*Extract provided*.
Women in Wyoming exhibition opens at Center of the West, features those brave enough to follow dreams

Posted

When Lindsay Linton Buk found her dream of being a professional dancer came with a lifestyle she didn’t like, she refused to give up dreaming. She returned to Powell and found another: photography.

Following her new dreams paid off Friday night, as her new project, Women in Wyoming, debuted as an exhibit at the Buffalo Bill Center of the West. Hundreds attended a reception to celebrate the opening.

Linton Buk has her mother to thank for a parental push.

While she was searching for a new direction years ago, her mother Carol Linton suggested she enroll in Northwest College’s photo program. Linton Buk already loved the medium, having always been very artful — a dancer with a very creative mind, Carol Linton said.

“All of our presents were photography,” Carol Linton recalled. “She had a real talent.”

However, Linton Buk wasn’t convinced right away.

“I thought, I’ll try it for a semester and if it works out, amazing,” she said; if it didn’t work out, at least she was home.

“I ended up completely falling in love with the program,” Linton Buk said.

She already had a bachelor’s degree in history from Middlebury College, in Vermont. While at NWC she found mixing the two was a good combination. Her first project — a series of portraits called “Been Here for Generations” featuring farm families of Powell — was an immediate hit.

“I think her history degree and her love for storytelling played into the project,” her mother said.

Since then, Linton Buk has been featured in national publications such as American Airlines Way, Cosmopolitan and Cowboys and Indians Magazine. She also opened a studio in Jackson called Linton Productions.

When she left for college on the East Coast, she never thought she’d come back.

“Growing up in Wyoming, I never imagined I’d have a future in my home state,” Linton Buk said. “So when I came back, I felt strongly about showing what is possible and the many pathways to success.”

*Challenge 1*. From the Women in Wyoming article, extract the passage from "Women in Wyoming exhibition" up to and including "celebrate the opening.".
*Challenge 2*. Write the next part of the article about the Women in Wyoming exhibition, picking up after its final sentence.

*Data shown*.
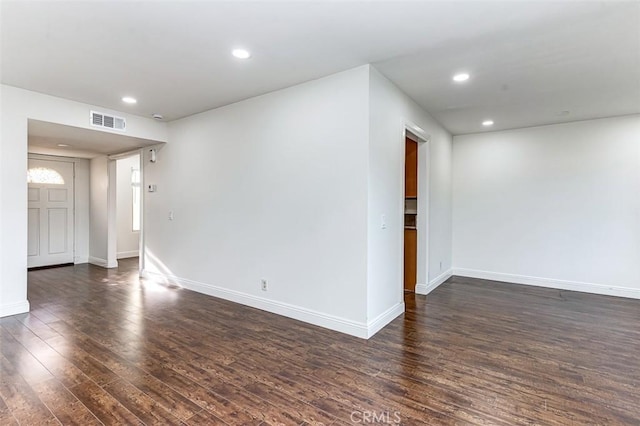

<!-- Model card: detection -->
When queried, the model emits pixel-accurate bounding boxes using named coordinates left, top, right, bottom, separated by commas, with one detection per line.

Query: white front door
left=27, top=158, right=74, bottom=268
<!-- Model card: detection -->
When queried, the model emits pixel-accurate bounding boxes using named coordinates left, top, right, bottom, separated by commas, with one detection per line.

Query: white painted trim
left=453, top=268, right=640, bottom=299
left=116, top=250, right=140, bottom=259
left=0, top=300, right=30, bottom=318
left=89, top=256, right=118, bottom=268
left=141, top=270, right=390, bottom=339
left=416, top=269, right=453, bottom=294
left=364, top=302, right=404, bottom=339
---
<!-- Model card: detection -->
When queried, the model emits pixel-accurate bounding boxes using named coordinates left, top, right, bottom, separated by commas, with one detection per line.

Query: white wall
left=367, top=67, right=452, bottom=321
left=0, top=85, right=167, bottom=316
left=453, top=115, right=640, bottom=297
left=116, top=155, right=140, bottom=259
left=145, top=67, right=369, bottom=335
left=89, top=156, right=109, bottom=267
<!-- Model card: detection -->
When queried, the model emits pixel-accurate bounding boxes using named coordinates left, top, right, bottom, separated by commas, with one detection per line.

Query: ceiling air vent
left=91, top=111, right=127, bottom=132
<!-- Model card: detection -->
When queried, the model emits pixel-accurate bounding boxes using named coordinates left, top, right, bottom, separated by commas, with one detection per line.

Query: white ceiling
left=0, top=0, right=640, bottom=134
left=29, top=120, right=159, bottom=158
---
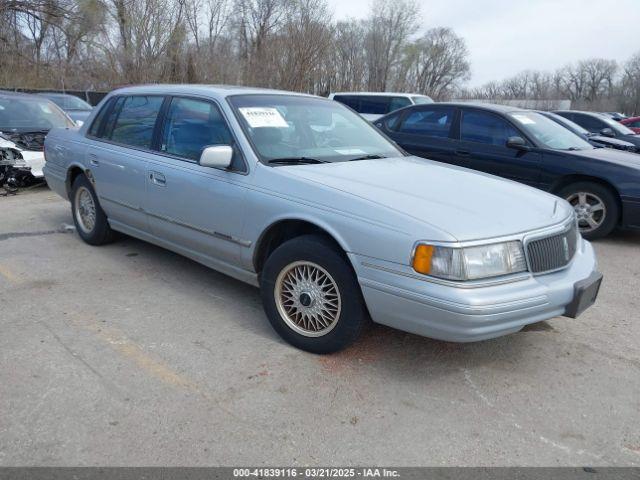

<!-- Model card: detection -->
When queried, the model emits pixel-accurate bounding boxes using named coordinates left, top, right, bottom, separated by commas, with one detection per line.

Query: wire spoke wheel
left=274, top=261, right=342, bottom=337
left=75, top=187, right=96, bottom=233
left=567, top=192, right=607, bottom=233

*Exercise result 1*.
Women in Wyoming exhibition opens at Center of the West, features those brave enough to follow dreams

Posted

When Lindsay Linton Buk found her dream of being a professional dancer came with a lifestyle she didn’t like, she refused to give up dreaming. She returned to Powell and found another: photography.

Following her new dreams paid off Friday night, as her new project, Women in Wyoming, debuted as an exhibit at the Buffalo Bill Center of the West. Hundreds attended a reception to celebrate the opening.

*Exercise result 2*.
Her mission was to show Wyoming’s brave, strong, and impactful women — sharing the possibilities she didn’t have when she was growing up. Through photos, text and audio, her “Women in Wyoming” project tells inspiring stories of contemporary Wyoming women through art and media, “celebrating their achievements, power, and learned wisdom.”

Her goal is to urge trailblazing, ambitious, community-minded women and girls to step forward and fulfill their highest ambitions in life. She did so by highlighting the successes of dozens of Wyoming women, including Marilyn Kite (Wyoming’s first female Supreme Court justice and chief justice), Affie Ellis (the state’s first Native American state senator) and even groups like Climb Wyoming (a statewide nonprofit empowering low-income, single mothers by providing free job training, mental health counseling and job placement).

“I learned something from each and every one of them,” Linton Buk said. “I love all of them.”

She recorded audio interviews with her subjects, allowing people to hear the inspirational tales, but her passion is portraits.

“There’s a real conversational element with a portrait. I love working with people one-on-one and learning about their lives,” she said.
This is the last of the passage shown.